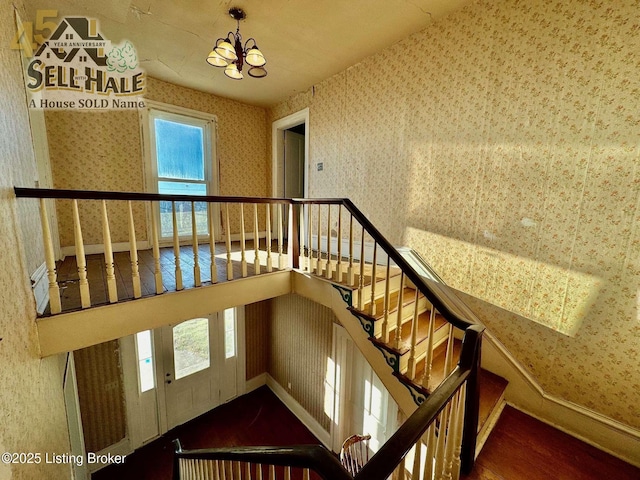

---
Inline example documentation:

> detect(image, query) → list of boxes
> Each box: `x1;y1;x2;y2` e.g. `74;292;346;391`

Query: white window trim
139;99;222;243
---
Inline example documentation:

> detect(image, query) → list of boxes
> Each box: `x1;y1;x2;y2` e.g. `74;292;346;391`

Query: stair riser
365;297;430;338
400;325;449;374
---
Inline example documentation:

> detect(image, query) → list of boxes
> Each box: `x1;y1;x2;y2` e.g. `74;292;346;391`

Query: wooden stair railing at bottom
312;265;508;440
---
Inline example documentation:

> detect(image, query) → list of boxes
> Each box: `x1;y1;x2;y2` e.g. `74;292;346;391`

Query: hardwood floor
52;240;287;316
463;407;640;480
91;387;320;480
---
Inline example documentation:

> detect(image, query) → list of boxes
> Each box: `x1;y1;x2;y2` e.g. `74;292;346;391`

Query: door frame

● ● ● ● ●

→ What you are asked to do
Rewrite all of the data above, substituting "step" for every instance of "stair" and leaving everything else unchanged. Don't include the pictures.

→ Full output
---
Inline example documentation:

> detect(image, query) → list of boxes
> Each box: `x1;y1;x2;y2` e.g. `74;292;346;391`

Query: white window trim
139;99;222;243
---
Inline example documentation:

> detect(image, query) → list of boxes
> Each box: `x1;y1;x2;y2` e.g. `74;292;346;391`

Query: step riser
365;297;430;338
400;325;449;374
---
Inline example documentation:

> detect(image, query) → list of boxes
> Each box: `x1;y1;x2;y2` e.g. `74;292;346;391`

Query: wooden step railing at bottom
312;265;508;440
---
Inline example documentation:

> detect(image, query) → list of boxes
> Each box: `x1;y1;x2;y2` e.g. `74;292;346;391`

Query: hardwood floor
52;240;287;316
463;407;640;480
91;387;320;480
---
Inline example documentation:

> detect(image, query) → list of boxes
> Each box: `x1;y1;x2;y2` e.g. `74;292;346;391`

Query: door frame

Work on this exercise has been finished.